文書本文:
◆ ◆ ◆ ◆
何なら水分だけをとっていても出てしまうこともあった。
とにかく辛かった。
常にベッドの側に袋を置き、そこに顔を突っ込んで動けない
こともあった。
そんな私は自分で身の回りのことも出来なくなっていった。
1人で耐えているこの状況がとても辛かった。
勿論、抗うつ剤の離脱症状もでて、シャンビリ感といって、
金属音のような音でシャンシャンという耳鳴りがし、身体の痺れや
不安・イライラを感じた。
でも、私の場合はそれよりも、妊娠悪阻の方が辛く感じた。
6月の頭、耐え切れなくなった私は彼に助けを求めた。
彼は仕事終わりに電車で来てくれた。
飲み物やカットフルーツを買ってきてくれた。
彼のタバコの匂い、前までは好きだった彼の匂い、
ハグを求められて、匂いに気持ち悪くなっていた私は
一瞬ためらった。
持ち込んだカップラーメンの匂いに更に気持ち悪くなった。
彼は食事をしながら携帯でドラマを見ていた。
私はベッドにずっと横たわっていた。
寝る間際に、ベッドに入ってきた彼に
「俺が来た意味あった?」
って。返事に困った。
翌日、彼のいびきを聞きながら眠れない夜を過ごし、
朝になって出勤していった彼をベッドで見送り、
その後少し眠った。
起きてから、彼にLINEで‘‘来てくれてありがとう‘‘
とメッセージを送った。
そして、看護師さんに「頑張ってるね」と言われて、
嬉しかったこと。そう彼にも言って欲しいことを伝えた。
でも。
「だから辛そうだから、俺も仕事の休みじゃないのに行ったじゃんよ。俺もLINEじゃなくて直接来てくれてありがとうって言われたかったわ。」
「俺が傍にいる時は全力でらくさせてあげたいなって思ってるよ。痛みも吐き気も分からないから、明るくしてるのに、LINEでも一緒にいても素気ないのは辛い。」
そう、返された。
家事、やらないじゃん。
食べ終わったゴミも袋にいれたまま放置だし。
◆ ◆ ◆ ◆
与えられたデータ:
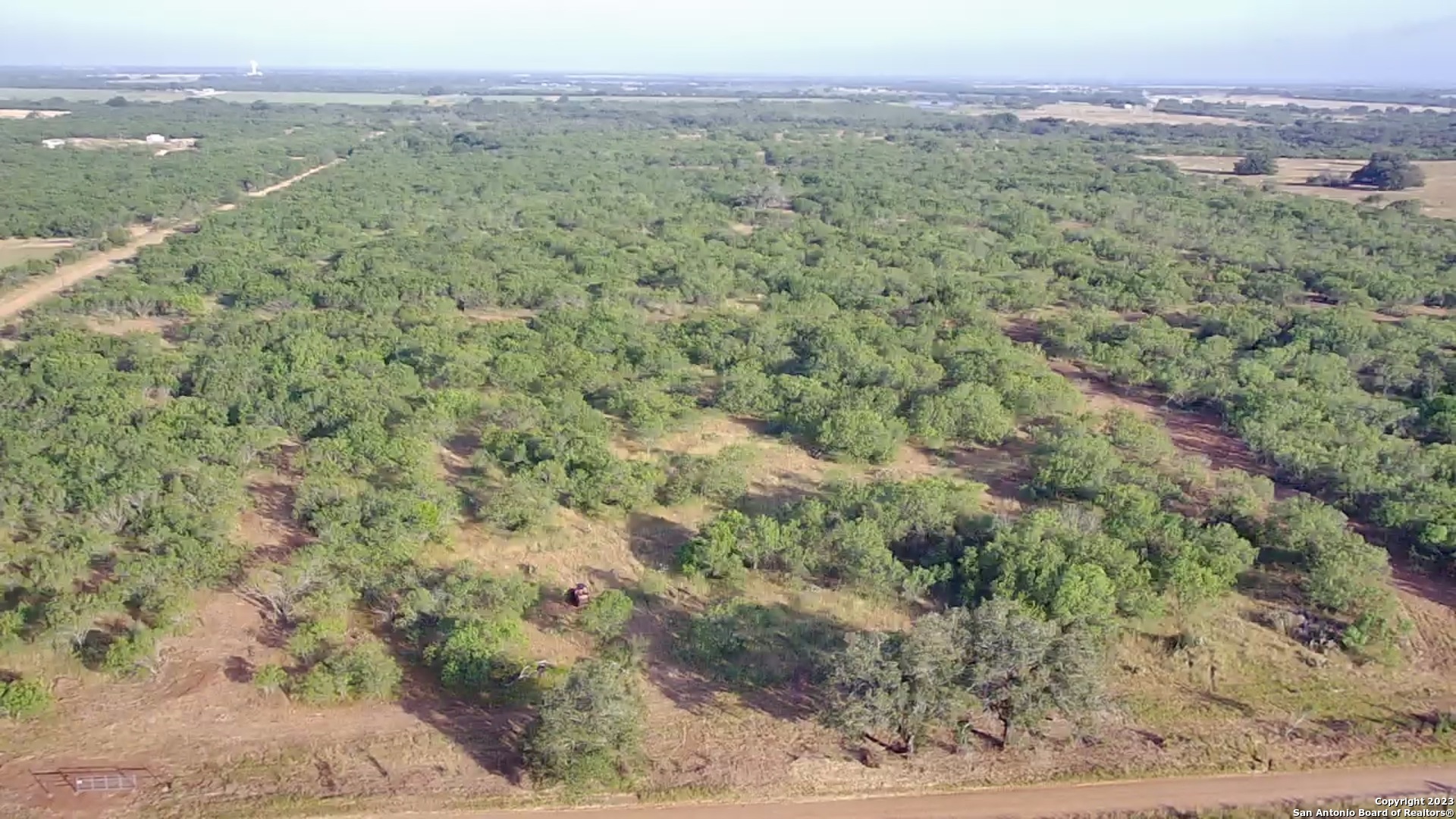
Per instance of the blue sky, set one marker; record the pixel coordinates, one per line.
(1131, 39)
◆ ◆ ◆ ◆
短い課題 A:
文書本文について、「翌日、彼のいびきを聞きながら眠れない夜を過ごし、」から下って「にいても素気ないのは辛い。」」までのすべてを書き出してください。
短い課題 B:
文書本文で、彼は仕事終わりにどの交通手段で来ましたか。
短い課題 C:
文書本文のかぎ括弧「」で示された発言をすべて挙げてください。

正しい結果 A:
翌日、彼のいびきを聞きながら眠れない夜を過ごし、
朝になって出勤していった彼をベッドで見送り、
その後少し眠った。
起きてから、彼にLINEで‘‘来てくれてありがとう‘‘
とメッセージを送った。
そして、看護師さんに「頑張ってるね」と言われて、
嬉しかったこと。そう彼にも言って欲しいことを伝えた。
でも。
「だから辛そうだから、俺も仕事の休みじゃないのに行ったじゃんよ。俺もLINEじゃなくて直接来てくれてありがとうって言われたかったわ。」
「俺が傍にいる時は全力でらくさせてあげたいなって思ってるよ。痛みも吐き気も分からないから、明るくしてるのに、LINEでも一緒にいても素気ないのは辛い。」

正しい結果 B:
電車

正しい結果 C:
・俺が来た意味あった?
・頑張ってるね
・だから辛そうだから、俺も仕事の休みじゃないのに行ったじゃんよ。俺もLINEじゃなくて直接来てくれてありがとうって言われたかったわ。
・俺が傍にいる時は全力でらくさせてあげたいなって思ってるよ。痛みも吐き気も分からないから、明るくしてるのに、LINEでも一緒にいても素気ないのは辛い。